— Begin —

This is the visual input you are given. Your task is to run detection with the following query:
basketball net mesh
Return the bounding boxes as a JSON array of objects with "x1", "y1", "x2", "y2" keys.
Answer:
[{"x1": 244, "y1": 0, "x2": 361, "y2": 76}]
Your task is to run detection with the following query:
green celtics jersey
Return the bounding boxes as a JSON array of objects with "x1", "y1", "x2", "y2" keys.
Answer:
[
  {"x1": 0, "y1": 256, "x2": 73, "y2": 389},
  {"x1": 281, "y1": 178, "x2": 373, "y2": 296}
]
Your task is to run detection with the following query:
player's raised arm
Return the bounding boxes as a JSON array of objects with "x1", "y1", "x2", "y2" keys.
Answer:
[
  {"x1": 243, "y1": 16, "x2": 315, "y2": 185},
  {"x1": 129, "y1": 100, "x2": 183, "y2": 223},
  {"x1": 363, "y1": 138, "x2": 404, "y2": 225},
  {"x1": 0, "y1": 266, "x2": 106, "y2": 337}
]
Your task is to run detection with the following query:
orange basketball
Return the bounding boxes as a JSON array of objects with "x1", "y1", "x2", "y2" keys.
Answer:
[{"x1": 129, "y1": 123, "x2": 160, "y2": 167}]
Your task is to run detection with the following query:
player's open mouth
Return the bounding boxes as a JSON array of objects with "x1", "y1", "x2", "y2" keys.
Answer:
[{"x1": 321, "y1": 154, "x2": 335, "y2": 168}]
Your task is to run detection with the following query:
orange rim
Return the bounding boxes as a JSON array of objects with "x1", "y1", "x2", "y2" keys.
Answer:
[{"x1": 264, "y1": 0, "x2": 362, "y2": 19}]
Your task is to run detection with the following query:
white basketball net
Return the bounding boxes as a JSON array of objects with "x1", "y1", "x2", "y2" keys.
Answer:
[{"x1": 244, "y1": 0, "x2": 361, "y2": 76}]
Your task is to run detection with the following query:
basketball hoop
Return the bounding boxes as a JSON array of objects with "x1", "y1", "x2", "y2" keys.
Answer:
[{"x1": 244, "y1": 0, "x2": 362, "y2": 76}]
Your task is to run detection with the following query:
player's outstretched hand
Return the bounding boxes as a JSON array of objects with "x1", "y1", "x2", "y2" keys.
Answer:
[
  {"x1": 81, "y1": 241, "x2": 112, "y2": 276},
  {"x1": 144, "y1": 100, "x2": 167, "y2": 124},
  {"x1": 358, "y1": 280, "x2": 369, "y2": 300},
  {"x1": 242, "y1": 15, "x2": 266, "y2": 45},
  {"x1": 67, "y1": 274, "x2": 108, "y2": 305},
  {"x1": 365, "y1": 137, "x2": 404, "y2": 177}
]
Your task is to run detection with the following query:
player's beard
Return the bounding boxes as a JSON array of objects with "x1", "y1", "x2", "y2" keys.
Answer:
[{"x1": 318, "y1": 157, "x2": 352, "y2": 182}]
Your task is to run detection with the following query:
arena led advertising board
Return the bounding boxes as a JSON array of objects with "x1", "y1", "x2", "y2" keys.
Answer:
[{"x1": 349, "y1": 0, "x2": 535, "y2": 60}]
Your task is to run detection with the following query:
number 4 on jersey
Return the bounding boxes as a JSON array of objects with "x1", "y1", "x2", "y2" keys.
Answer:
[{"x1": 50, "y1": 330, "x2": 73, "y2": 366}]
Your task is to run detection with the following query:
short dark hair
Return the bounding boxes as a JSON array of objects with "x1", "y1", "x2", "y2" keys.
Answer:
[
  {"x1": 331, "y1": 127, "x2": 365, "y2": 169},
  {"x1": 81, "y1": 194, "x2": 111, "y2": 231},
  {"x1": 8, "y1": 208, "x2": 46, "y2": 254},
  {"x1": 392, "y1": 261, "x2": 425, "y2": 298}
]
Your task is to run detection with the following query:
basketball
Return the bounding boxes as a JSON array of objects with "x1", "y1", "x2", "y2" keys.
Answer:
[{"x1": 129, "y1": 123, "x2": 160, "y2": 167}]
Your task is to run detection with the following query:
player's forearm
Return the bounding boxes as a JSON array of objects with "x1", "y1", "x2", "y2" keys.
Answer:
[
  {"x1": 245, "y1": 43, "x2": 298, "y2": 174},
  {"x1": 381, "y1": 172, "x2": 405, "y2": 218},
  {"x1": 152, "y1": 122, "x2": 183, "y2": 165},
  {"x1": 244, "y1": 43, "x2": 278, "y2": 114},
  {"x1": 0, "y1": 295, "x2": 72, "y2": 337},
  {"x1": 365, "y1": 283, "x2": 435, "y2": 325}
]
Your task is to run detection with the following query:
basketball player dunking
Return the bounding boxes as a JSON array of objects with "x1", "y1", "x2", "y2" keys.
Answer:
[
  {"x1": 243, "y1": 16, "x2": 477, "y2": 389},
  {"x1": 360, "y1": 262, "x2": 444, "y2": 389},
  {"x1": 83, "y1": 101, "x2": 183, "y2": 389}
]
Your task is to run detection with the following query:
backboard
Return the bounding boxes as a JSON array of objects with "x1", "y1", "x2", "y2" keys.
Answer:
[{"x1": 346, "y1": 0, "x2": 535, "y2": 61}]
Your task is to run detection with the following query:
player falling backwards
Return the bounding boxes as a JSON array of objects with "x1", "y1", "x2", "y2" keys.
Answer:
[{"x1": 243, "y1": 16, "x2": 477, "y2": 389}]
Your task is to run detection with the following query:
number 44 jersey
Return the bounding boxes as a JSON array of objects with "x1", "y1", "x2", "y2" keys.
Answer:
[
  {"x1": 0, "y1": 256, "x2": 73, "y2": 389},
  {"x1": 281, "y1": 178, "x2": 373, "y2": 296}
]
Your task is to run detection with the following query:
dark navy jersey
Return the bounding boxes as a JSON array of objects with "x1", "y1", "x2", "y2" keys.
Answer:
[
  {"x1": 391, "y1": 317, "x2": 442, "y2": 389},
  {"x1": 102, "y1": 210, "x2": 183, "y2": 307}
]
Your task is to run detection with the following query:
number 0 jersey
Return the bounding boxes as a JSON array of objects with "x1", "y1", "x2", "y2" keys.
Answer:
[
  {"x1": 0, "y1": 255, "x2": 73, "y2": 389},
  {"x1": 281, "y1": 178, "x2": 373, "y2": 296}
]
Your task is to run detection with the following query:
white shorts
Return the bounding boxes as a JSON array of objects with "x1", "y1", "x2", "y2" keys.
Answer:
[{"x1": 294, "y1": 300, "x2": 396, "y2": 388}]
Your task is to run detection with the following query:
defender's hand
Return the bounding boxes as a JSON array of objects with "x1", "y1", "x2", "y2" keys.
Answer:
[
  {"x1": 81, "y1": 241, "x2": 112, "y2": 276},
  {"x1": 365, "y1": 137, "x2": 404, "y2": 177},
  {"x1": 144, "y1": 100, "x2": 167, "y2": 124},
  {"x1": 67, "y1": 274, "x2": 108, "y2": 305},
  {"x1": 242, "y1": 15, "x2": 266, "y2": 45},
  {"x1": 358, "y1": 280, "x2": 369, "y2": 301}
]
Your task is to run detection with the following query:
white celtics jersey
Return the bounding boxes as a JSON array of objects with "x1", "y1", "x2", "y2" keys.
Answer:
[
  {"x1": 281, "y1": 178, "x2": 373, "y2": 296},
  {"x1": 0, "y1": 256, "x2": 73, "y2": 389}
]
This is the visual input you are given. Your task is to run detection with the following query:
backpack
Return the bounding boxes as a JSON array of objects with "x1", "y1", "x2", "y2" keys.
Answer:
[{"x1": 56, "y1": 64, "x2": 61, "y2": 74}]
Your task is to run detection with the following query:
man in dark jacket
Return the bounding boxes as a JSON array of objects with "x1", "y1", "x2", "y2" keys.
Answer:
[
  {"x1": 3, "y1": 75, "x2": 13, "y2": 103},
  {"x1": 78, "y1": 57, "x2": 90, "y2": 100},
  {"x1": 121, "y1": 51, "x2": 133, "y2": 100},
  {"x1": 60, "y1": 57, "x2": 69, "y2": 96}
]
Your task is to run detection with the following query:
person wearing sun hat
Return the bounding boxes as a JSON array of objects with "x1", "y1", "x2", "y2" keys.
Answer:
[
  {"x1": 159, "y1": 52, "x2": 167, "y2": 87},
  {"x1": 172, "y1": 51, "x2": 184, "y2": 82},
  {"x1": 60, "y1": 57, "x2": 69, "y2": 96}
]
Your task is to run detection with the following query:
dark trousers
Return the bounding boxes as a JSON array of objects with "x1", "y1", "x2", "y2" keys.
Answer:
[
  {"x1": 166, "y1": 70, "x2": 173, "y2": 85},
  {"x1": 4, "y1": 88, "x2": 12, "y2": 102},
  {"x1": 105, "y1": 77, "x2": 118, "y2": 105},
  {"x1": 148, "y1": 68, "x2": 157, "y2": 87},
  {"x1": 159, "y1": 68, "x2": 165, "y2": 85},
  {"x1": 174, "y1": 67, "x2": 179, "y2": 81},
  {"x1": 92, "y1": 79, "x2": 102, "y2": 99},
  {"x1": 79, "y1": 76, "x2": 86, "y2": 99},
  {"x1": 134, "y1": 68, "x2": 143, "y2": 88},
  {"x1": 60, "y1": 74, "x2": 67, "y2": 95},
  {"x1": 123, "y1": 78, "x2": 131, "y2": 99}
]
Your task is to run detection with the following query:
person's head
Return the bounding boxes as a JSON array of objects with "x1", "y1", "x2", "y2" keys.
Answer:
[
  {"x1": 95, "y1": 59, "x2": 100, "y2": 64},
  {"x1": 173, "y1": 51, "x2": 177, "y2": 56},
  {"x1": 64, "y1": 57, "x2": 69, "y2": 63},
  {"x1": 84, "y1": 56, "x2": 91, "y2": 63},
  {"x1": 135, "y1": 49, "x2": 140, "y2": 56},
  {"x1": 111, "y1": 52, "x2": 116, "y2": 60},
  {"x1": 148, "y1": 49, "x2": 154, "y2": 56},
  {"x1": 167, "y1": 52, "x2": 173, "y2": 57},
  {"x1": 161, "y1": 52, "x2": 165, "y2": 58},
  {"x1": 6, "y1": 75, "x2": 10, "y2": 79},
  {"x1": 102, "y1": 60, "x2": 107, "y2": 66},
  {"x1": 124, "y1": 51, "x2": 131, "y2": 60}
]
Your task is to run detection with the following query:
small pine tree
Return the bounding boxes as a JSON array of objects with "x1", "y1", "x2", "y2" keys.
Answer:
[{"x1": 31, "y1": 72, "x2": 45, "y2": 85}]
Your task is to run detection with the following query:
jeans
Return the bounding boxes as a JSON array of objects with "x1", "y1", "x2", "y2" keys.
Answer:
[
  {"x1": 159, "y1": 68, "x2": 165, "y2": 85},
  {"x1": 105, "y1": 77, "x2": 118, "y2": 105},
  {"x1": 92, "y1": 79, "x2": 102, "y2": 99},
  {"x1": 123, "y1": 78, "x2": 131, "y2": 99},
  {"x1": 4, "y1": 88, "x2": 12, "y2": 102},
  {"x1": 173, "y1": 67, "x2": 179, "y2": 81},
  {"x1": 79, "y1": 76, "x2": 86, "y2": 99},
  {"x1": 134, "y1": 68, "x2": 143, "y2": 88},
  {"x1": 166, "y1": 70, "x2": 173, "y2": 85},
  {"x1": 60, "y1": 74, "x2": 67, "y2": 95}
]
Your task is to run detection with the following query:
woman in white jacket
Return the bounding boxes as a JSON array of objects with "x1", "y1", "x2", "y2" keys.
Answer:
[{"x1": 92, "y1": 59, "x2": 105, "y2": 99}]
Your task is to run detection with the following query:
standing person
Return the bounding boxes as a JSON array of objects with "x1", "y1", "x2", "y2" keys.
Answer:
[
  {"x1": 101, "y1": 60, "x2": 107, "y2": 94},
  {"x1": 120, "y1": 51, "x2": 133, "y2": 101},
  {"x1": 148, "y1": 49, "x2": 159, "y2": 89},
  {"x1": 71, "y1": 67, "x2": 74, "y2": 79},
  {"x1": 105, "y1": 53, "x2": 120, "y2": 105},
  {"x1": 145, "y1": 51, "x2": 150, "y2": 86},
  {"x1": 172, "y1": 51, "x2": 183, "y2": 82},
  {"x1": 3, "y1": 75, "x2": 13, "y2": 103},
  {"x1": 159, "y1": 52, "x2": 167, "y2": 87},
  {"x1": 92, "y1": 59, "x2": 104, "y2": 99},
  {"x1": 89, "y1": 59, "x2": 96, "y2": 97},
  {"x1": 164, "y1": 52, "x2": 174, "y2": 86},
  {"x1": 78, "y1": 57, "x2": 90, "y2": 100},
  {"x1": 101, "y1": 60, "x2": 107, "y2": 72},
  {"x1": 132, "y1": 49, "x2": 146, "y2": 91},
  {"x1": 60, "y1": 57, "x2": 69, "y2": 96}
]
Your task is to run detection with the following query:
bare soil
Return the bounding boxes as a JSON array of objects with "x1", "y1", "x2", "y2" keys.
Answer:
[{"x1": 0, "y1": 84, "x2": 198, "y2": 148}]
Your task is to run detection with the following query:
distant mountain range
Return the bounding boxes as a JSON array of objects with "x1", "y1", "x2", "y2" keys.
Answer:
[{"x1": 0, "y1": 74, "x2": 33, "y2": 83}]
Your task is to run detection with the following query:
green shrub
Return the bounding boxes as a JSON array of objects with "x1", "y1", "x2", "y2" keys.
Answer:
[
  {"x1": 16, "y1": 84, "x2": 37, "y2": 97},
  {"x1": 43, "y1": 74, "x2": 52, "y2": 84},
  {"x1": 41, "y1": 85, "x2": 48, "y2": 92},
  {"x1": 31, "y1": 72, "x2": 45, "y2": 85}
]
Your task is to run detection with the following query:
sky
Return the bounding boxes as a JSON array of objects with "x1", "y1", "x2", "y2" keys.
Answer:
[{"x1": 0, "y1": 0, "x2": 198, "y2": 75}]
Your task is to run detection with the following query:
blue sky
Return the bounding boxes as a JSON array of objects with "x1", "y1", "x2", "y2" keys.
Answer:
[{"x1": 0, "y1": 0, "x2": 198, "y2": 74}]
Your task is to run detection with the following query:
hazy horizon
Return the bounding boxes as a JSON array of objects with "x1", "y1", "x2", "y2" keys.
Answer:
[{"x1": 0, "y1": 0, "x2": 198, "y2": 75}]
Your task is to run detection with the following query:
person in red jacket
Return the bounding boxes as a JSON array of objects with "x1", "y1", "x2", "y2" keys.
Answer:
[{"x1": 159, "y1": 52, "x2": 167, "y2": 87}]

— End —

» Exercise details
Select and copy every line of the entries above that contains the word "dark", matching case exactly.

» The reply
short dark hair
dark navy jersey
man in dark jacket
dark trousers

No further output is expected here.